Text for analysis »
This is the episode that is airing this week on Horse Master—it’s about a horse that learned to run off every time his owner longed him. It is one that stands out in my memories for many reasons. Not the least of which that this was a case of a horse that learned bad behavior, not because he was a bad or even naughty horse, but because he was simply lacking training and leadership.
Cosmo was a youngish (I think he was four) warm blood of some sort—I believe he was an Anglo-Trakehner (that part of my memory is not so keen), What struck me about him right away was that he looked like a very kind, calm and willing horse, but he acted like a total jerk. Generally a horse’s “look” (facial structure and body type) will give a pretty good indication of what he’s like; and although Cosmo was very naughty—terrible ground manners and would jerk the rope out of your hands and run off when he didn’t want to do something—he definitely did not have the look of a “bad” tempered horse.
The other interesting part of this particular horse puzzle was that his owner, Erika, was very experienced, very competent and a seasoned show competitor and fox hunter. This gal knows how to handle horses—she should’ve known better (and did). Why then, had she let Cosmo learn to be such a brat? Erika knew she had spoiled Cosmo and was an incredibly good sport on the show. All she really needed to do was step up to the plate and take control of this horse—set some rules and boundaries, punish him when he is wrong, praise him when he is good and give him consistent leadership.
In Erika’s case, she had raised Cosmo from a baby and although her other adult horses were expected to have good manners and be obedient, somehow she never got in that mode with Cosmo and he learned how to call all the shots. It wasn’t so bad when he was a little baby, but at 4 years old and 1100#, not so cute. Once Erika took control, Cosmo responded beautifully—an ideal candidate for the TV show. A perfect case of the human needing to change, not the horse. Have you ever made a change in yourself or the way you handle a horse that gave you immediate results? I see it in my clinics all the time and love to see it!

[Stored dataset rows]

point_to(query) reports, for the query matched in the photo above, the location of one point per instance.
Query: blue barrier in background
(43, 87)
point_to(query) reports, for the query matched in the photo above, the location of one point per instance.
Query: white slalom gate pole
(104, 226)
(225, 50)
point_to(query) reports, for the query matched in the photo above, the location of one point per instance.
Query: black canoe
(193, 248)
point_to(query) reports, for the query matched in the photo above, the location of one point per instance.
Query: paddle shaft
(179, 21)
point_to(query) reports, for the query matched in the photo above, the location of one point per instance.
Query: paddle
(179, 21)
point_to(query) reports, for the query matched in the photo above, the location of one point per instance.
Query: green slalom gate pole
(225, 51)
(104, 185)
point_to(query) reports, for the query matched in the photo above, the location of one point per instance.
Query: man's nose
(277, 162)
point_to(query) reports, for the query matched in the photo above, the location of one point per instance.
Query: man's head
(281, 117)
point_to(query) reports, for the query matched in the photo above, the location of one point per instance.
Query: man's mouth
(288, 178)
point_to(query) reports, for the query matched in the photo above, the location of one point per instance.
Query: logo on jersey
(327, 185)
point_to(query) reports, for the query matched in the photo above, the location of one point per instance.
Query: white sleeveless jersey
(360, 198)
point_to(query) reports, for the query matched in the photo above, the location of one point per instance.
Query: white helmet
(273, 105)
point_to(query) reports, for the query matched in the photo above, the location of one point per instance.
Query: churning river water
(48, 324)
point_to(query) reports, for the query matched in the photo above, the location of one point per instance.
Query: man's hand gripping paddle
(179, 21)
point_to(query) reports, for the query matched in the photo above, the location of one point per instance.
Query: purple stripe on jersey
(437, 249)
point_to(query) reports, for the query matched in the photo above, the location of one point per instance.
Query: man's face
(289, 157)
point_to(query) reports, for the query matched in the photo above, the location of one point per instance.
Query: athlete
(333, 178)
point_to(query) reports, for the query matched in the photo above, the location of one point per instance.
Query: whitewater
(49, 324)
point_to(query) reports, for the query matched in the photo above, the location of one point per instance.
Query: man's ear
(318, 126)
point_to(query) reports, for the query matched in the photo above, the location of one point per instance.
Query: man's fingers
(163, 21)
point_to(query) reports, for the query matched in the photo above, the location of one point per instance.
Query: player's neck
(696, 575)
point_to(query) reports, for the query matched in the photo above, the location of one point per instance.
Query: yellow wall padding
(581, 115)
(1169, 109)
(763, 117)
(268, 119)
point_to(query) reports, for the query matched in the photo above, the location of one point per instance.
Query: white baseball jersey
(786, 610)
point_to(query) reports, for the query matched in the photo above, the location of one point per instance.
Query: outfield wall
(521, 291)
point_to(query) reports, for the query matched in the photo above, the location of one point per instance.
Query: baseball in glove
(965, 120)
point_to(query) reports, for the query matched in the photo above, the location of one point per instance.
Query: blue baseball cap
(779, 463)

Task requirements »
1. Decide whether each statement agrees with the text about Cosmo and Erika, answering yes or no and quoting the words from it that settle the matter: (a) Cosmo was about four years old; (b) Erika had little experience with horses; (c) Erika got Cosmo when he was already grown.
2. Continue the text about Cosmo and Erika, starting right after its last sentence.
These rows were taken from a different source.

Answers per task »
1.
(a) Yes: "at 4 years old and 1100#"
(b) No: "was very experienced, very competent and a seasoned show competitor and fox hunter"
(c) No: "she had raised Cosmo from a baby"

2.
It reminds me of all the hundreds of emails I have gotten from people that say they bought a nicely trained horse, only to find out a month later that the horse was seemingly not trained at all, when what has really happened is that the horse had come untrained through poor handling. People are always quick to blame the seller—he must have drugged the horse, he ripped me off, etc. But the truth is, horses thrive off leadership and authority and if you are not the leader, then he is. Few horses will voluntarily lope around the arena with you on their back, unless they have reason to believe in your authority. The good news is that if you really did go out and buy a nicely trained horse—he’s still trained—you just need to change you.
Do you know someone that is ruining a good horse from lack of authority, control or leadership? Some horses are more easily ruined than others and some require constant maintenance in this department, while others happily look up to your authority. But any horse can be messed up with poor handling. Have you ever taken a horse like this and turned him around? It’s very satisfying work!